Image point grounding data
==================================================
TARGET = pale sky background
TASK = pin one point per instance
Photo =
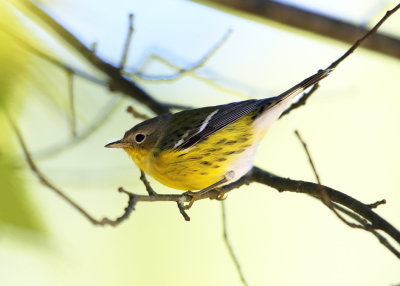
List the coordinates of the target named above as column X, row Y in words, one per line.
column 350, row 125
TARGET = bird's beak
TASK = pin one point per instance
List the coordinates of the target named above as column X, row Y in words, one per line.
column 117, row 144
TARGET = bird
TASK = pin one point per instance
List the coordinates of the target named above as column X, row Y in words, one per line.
column 206, row 148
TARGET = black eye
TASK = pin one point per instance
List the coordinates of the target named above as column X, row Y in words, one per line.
column 139, row 138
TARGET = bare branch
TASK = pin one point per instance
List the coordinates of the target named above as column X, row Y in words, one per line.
column 367, row 35
column 302, row 101
column 181, row 207
column 324, row 196
column 229, row 246
column 71, row 96
column 185, row 70
column 360, row 41
column 377, row 204
column 136, row 114
column 315, row 23
column 117, row 81
column 127, row 43
column 149, row 189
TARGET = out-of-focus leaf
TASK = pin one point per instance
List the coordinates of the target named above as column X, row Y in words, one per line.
column 16, row 208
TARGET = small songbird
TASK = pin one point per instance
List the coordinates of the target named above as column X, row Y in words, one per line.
column 205, row 148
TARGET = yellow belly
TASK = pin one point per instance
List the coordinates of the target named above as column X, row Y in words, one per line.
column 205, row 163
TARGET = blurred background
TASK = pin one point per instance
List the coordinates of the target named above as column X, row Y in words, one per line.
column 350, row 125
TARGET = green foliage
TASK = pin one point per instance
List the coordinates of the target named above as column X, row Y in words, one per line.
column 16, row 208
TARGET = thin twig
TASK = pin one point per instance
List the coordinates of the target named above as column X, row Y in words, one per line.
column 360, row 41
column 302, row 101
column 336, row 208
column 117, row 81
column 189, row 68
column 362, row 221
column 324, row 196
column 229, row 246
column 136, row 114
column 37, row 52
column 373, row 30
column 314, row 22
column 181, row 207
column 127, row 43
column 377, row 204
column 71, row 97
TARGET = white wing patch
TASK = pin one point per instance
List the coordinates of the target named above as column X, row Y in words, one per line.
column 202, row 127
column 180, row 141
column 205, row 122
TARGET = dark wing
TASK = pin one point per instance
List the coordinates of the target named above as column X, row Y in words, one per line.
column 205, row 121
column 217, row 119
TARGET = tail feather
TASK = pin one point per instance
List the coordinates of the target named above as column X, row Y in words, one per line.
column 300, row 87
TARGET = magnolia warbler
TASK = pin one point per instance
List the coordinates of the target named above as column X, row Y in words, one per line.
column 205, row 148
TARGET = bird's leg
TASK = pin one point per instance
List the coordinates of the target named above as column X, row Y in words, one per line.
column 195, row 195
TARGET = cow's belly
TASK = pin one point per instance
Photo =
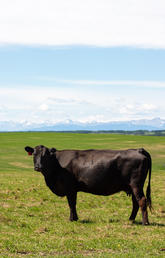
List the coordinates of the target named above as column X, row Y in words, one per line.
column 101, row 184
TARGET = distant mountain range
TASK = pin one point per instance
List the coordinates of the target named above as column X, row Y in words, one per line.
column 69, row 125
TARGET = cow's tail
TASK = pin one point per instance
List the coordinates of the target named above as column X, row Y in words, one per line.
column 148, row 191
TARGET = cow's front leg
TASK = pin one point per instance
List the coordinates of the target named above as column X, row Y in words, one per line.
column 72, row 205
column 135, row 208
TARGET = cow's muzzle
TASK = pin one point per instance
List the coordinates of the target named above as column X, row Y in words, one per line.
column 38, row 169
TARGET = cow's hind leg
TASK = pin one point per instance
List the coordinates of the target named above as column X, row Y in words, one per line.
column 135, row 208
column 72, row 205
column 141, row 199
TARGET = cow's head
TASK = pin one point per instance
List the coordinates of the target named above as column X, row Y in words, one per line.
column 43, row 157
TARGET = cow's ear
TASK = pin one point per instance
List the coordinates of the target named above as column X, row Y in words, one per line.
column 30, row 150
column 52, row 151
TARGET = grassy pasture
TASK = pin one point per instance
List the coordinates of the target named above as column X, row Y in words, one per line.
column 34, row 222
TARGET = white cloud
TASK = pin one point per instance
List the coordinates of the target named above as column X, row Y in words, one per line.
column 136, row 23
column 54, row 104
column 137, row 83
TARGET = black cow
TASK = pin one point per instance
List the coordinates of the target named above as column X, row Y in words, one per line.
column 101, row 172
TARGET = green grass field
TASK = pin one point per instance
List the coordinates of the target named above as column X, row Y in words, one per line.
column 34, row 222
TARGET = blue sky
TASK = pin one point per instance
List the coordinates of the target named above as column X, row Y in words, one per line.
column 84, row 61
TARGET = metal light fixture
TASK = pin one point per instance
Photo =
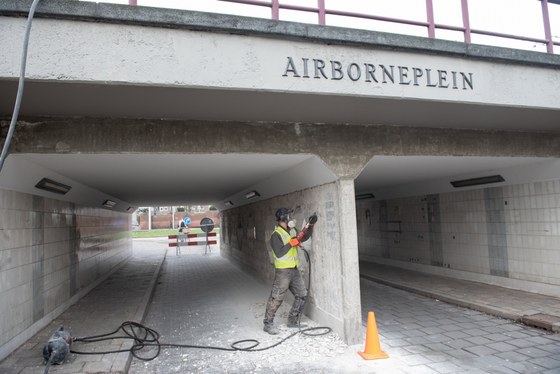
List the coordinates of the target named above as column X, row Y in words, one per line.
column 365, row 196
column 52, row 186
column 477, row 181
column 109, row 204
column 252, row 194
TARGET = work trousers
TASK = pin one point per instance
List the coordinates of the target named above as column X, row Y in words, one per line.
column 284, row 280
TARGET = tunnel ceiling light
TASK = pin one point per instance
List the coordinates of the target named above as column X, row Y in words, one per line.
column 52, row 186
column 477, row 181
column 252, row 194
column 109, row 204
column 365, row 196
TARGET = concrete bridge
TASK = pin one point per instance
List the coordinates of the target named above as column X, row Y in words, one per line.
column 425, row 154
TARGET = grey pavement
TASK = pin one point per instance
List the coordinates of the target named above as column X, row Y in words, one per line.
column 204, row 300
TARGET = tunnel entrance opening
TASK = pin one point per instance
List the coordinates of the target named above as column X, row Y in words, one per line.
column 411, row 217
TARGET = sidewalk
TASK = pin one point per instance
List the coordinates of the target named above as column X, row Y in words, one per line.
column 530, row 308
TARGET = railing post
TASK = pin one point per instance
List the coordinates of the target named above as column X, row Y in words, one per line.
column 276, row 9
column 547, row 30
column 431, row 20
column 322, row 12
column 466, row 21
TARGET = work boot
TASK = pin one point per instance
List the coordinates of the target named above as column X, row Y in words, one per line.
column 270, row 328
column 294, row 322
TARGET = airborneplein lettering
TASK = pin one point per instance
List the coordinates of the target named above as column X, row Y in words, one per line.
column 378, row 73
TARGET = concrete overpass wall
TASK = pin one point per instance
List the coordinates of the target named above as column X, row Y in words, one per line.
column 334, row 298
column 507, row 236
column 51, row 254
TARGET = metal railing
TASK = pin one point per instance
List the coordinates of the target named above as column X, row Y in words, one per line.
column 430, row 25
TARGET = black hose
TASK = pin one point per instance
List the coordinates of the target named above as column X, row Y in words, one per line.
column 145, row 337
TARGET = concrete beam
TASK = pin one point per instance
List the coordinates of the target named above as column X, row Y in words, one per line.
column 344, row 149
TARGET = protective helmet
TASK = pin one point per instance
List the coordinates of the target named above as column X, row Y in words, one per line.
column 283, row 214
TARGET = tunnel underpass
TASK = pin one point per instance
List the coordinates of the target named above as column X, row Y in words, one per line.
column 149, row 112
column 473, row 218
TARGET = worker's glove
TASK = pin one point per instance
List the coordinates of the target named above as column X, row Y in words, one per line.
column 313, row 219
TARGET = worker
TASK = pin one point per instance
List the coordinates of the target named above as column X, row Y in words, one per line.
column 284, row 242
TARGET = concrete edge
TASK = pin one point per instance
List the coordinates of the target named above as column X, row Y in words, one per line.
column 516, row 317
column 204, row 21
column 122, row 362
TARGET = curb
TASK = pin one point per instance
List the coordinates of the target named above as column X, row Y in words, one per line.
column 516, row 317
column 122, row 362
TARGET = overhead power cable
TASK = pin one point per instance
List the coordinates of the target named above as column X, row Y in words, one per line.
column 19, row 94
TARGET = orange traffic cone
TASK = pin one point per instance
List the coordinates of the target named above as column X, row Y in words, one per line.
column 373, row 348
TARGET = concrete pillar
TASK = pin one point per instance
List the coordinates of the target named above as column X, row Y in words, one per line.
column 350, row 275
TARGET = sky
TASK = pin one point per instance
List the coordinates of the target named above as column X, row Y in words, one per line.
column 525, row 18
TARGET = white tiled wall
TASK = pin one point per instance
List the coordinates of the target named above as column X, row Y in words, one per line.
column 49, row 251
column 468, row 222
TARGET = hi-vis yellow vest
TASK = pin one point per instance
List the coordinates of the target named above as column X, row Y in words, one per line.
column 290, row 259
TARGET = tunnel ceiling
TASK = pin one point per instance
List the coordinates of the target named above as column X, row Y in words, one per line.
column 147, row 179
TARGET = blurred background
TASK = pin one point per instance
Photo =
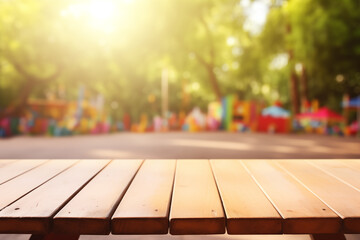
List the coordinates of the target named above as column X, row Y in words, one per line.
column 225, row 76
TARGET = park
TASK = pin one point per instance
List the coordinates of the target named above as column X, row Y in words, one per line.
column 194, row 119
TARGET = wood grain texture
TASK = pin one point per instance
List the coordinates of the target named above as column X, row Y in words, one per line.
column 196, row 206
column 4, row 162
column 90, row 210
column 21, row 185
column 301, row 210
column 248, row 211
column 10, row 171
column 33, row 213
column 145, row 206
column 343, row 198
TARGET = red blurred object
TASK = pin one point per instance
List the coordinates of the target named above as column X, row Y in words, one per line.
column 273, row 124
column 323, row 114
column 127, row 122
column 278, row 103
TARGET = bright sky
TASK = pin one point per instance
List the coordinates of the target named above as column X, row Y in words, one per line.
column 256, row 13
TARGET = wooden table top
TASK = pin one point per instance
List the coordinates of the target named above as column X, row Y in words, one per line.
column 180, row 196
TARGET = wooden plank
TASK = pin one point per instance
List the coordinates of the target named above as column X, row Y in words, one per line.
column 33, row 212
column 18, row 187
column 4, row 162
column 338, row 236
column 353, row 163
column 248, row 211
column 301, row 210
column 90, row 210
column 338, row 169
column 196, row 206
column 10, row 171
column 145, row 206
column 343, row 198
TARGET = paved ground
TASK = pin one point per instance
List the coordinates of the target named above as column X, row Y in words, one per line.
column 181, row 145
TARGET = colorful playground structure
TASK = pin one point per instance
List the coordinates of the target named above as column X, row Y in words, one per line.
column 62, row 118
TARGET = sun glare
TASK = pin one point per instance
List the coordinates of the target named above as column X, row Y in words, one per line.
column 99, row 14
column 101, row 10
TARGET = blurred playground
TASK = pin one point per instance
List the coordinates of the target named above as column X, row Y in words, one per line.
column 217, row 145
column 247, row 69
column 62, row 118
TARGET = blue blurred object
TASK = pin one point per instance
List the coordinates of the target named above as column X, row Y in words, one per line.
column 275, row 111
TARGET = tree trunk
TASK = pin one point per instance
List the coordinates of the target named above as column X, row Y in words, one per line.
column 17, row 107
column 214, row 82
column 294, row 92
column 304, row 84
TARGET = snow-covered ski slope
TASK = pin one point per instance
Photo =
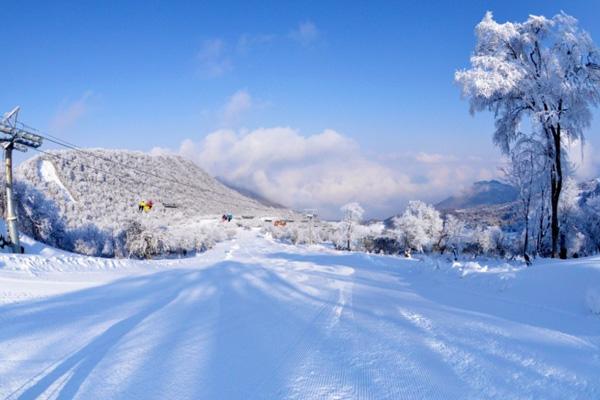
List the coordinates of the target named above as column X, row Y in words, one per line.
column 257, row 319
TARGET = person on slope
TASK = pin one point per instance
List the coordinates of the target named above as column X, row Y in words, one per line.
column 148, row 206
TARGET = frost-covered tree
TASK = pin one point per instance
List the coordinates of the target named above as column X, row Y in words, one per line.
column 490, row 240
column 543, row 70
column 526, row 170
column 353, row 214
column 420, row 226
column 453, row 235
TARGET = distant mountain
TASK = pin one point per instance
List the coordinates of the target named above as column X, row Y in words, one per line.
column 249, row 193
column 482, row 193
column 87, row 202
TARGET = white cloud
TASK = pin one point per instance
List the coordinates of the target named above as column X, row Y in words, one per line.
column 236, row 105
column 434, row 158
column 306, row 33
column 326, row 170
column 69, row 114
column 213, row 58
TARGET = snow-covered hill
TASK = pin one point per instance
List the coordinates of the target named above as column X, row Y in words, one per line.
column 482, row 193
column 87, row 202
column 253, row 318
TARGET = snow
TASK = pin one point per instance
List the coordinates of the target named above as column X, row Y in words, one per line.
column 256, row 318
column 48, row 174
column 593, row 300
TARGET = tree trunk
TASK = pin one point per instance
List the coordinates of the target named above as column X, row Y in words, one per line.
column 556, row 188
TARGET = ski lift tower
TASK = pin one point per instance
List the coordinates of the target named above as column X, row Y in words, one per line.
column 311, row 215
column 14, row 137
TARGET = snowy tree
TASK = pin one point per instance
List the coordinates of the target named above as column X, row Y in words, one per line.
column 545, row 71
column 490, row 240
column 570, row 214
column 527, row 168
column 420, row 226
column 353, row 214
column 453, row 235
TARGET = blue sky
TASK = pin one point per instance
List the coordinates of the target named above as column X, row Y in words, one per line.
column 153, row 75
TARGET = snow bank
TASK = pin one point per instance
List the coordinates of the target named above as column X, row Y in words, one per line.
column 48, row 174
column 592, row 300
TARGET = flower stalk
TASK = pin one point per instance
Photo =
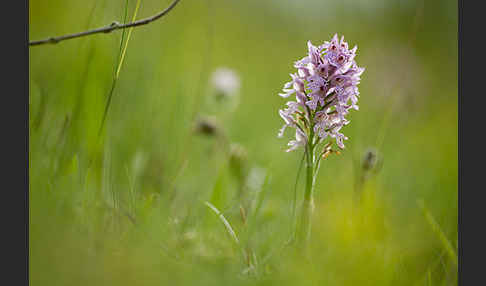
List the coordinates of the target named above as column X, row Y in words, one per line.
column 325, row 88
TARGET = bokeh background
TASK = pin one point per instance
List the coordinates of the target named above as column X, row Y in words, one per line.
column 125, row 206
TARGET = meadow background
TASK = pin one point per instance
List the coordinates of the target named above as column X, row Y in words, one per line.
column 126, row 206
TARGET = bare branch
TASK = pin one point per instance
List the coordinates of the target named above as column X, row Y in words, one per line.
column 106, row 29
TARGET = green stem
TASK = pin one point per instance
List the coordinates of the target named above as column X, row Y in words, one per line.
column 308, row 203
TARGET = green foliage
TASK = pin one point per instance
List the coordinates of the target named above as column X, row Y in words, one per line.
column 126, row 207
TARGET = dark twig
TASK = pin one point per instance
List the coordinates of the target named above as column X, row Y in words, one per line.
column 106, row 29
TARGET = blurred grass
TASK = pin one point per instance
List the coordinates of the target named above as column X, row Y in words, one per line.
column 136, row 215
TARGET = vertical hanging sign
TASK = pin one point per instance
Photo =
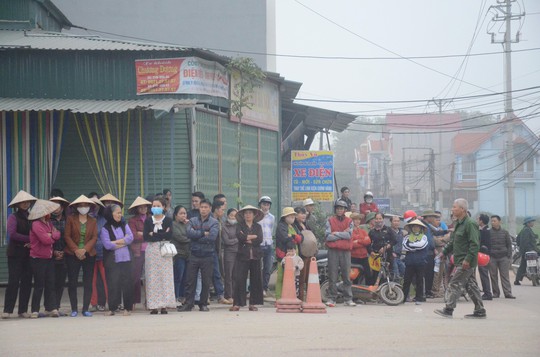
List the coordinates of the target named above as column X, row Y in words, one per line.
==================================================
- **INSTRUCTIONS TO FOLLOW**
Give only a number, namely how many lines in the entries above hold the word "playground".

- **RESULT FOR THIS EXERCISE**
2